═══ Items

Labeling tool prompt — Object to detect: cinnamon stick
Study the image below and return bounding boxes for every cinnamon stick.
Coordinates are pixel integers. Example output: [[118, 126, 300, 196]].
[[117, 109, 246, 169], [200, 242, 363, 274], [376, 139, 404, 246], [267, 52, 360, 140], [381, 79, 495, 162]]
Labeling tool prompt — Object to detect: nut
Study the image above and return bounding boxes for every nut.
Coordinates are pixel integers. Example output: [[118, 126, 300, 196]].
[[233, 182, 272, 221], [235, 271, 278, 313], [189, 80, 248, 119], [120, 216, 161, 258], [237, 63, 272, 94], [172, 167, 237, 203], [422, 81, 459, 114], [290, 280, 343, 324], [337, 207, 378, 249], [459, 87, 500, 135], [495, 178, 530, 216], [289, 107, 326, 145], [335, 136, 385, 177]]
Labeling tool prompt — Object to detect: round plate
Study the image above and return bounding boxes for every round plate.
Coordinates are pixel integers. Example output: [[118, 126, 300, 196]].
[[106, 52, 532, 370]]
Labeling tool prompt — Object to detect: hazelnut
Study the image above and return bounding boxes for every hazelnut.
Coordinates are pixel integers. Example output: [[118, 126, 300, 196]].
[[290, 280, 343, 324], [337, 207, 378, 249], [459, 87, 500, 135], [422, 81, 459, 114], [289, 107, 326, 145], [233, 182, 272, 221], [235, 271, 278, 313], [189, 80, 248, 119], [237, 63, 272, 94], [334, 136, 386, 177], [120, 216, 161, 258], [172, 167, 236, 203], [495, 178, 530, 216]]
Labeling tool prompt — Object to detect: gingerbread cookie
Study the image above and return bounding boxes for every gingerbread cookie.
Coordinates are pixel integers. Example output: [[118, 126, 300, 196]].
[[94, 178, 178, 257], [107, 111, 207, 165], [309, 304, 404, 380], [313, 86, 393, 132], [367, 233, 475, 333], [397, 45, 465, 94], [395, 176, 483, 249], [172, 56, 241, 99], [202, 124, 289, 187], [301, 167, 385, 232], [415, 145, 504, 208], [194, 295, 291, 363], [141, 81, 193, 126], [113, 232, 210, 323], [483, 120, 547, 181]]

══════

**Short exercise**
Can you reproduce the listing above with every "Labeling tool prompt" renamed to "Annotation request", leaving everything else untouched?

**Written solution**
Annotation request — Object to detect: cinnamon stick
Study the image below and return bounding boxes for every cinnamon stick.
Coordinates are pixel integers. Example output: [[118, 126, 300, 196]].
[[117, 109, 246, 169], [200, 242, 363, 274], [376, 139, 404, 246], [267, 52, 360, 140], [381, 79, 495, 162]]
Annotation request — Object to detect: nut
Study the image above and return bounding boxes for every nut.
Coordinates are pixel integers. Example output: [[118, 126, 300, 196]].
[[233, 182, 272, 221], [235, 271, 278, 313], [189, 80, 248, 119], [120, 216, 161, 258], [237, 63, 272, 94], [172, 167, 237, 203], [422, 81, 459, 114], [290, 280, 343, 324], [337, 207, 378, 249], [459, 87, 500, 135], [495, 178, 530, 216], [289, 107, 326, 145], [335, 136, 385, 177]]
Annotation request — Object to detect: round plate
Study the image above and return bounding boxes for every round plate.
Coordinates are pixel integers. Example output: [[118, 126, 300, 196]].
[[106, 52, 532, 370]]
Annotation request — Object to detect: hazelnut
Study the image above and return bounding boxes for every hazelnut.
Coordinates are pixel integers. Example output: [[118, 126, 300, 196]].
[[290, 280, 343, 324], [337, 207, 378, 249], [459, 87, 500, 135], [422, 81, 459, 114], [289, 107, 326, 145], [233, 182, 272, 221], [235, 271, 278, 313], [189, 80, 248, 119], [237, 63, 272, 94], [334, 136, 386, 177], [120, 216, 161, 258], [172, 167, 236, 203], [495, 178, 530, 216]]
Annotation request — Object to detect: gingerbread cookie
Study the image above and return bounding boxes for every gingerbread cookie.
Coordinates are pixel integers. Example output: [[118, 126, 300, 196]].
[[94, 178, 178, 257], [107, 111, 207, 165], [309, 304, 404, 380], [313, 86, 393, 132], [367, 233, 475, 333], [397, 45, 465, 94], [395, 176, 483, 249], [172, 56, 241, 99], [202, 124, 289, 187], [301, 167, 385, 232], [415, 145, 504, 208], [194, 295, 291, 363], [141, 81, 193, 126], [113, 232, 210, 323], [483, 120, 547, 181]]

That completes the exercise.